Print out every record exactly as it appears.
## Begin
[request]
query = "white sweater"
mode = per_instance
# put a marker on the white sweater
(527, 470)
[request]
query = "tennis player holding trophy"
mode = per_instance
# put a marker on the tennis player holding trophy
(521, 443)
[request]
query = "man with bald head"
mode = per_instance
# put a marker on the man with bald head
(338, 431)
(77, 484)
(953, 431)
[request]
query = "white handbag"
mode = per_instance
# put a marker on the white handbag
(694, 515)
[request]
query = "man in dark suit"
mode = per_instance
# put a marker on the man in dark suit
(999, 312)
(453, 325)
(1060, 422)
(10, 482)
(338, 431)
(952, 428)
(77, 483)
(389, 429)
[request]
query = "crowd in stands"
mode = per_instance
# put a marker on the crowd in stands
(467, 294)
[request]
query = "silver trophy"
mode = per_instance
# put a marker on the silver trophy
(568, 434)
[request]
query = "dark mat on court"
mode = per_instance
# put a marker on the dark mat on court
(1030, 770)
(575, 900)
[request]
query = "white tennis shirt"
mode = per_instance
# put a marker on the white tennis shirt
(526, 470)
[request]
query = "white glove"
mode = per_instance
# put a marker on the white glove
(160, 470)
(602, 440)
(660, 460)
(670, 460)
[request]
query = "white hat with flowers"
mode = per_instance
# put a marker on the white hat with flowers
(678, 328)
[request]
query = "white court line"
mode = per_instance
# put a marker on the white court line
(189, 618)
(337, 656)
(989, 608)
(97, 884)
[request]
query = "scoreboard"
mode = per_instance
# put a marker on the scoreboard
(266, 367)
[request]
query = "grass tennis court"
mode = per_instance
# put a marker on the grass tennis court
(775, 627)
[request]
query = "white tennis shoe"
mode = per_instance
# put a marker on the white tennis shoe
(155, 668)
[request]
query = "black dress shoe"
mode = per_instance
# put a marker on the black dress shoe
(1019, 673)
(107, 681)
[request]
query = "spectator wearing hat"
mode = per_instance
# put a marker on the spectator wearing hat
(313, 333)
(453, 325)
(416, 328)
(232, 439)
## End
* _WRITTEN RESPONSE_
[request]
query = "white sweater"
mode = per_instance
# put a marker on the white sweater
(527, 470)
[request]
query = "tennis player holding trophy"
mode = per_instance
# put a marker on the tennis player holding trophy
(521, 443)
[request]
query = "man with bald head"
mode = per_instance
# put a marker on the man with bald head
(338, 431)
(77, 484)
(953, 431)
[request]
query = "white handbag"
mode = per_instance
# put a marker on the white handbag
(694, 515)
[request]
query = "man in dark suit"
mode = per_instance
# put a marker on the man in dark suit
(999, 312)
(453, 325)
(1060, 422)
(10, 482)
(338, 431)
(952, 428)
(77, 483)
(389, 429)
[request]
query = "crowd in stands"
mode = per_instance
# put a marker on the crowd in stands
(467, 294)
[request]
query = "silver trophy"
mode = per_instance
# put a marker on the silver trophy
(568, 434)
[request]
query = "dark mat on court"
mode = per_instance
# put a marker on the dark mat on court
(1030, 770)
(575, 900)
[request]
query = "white tennis shirt"
mode = per_instance
# put a marker on the white tennis shirt
(526, 470)
[request]
query = "white glove"
mode = per_instance
# put a marker on the white glove
(160, 470)
(602, 440)
(660, 460)
(670, 460)
[request]
query = "white hat with flowers"
mode = per_instance
# put a marker on the white hat with flowers
(678, 328)
[request]
query = "white court line"
mode = per_instance
# put a marker on the white court line
(189, 618)
(337, 656)
(989, 608)
(97, 884)
[request]
query = "scoreboard"
mode = per_instance
# put a marker on the scoreboard
(266, 367)
[request]
query = "grass tennis court"
mode = per_instance
# put a marker on the grass tennis court
(775, 627)
[request]
query = "white tennis shoe"
mode = per_instance
# put a marker on the white tennis shoe
(155, 668)
[request]
query = "black dress shoe"
mode = per_instance
# put a marker on the black dress shoe
(1019, 673)
(107, 681)
[request]
query = "spectator wearing hat"
mode = per_instance
# put a marker on the spectator wearing hat
(313, 333)
(453, 325)
(416, 328)
(232, 439)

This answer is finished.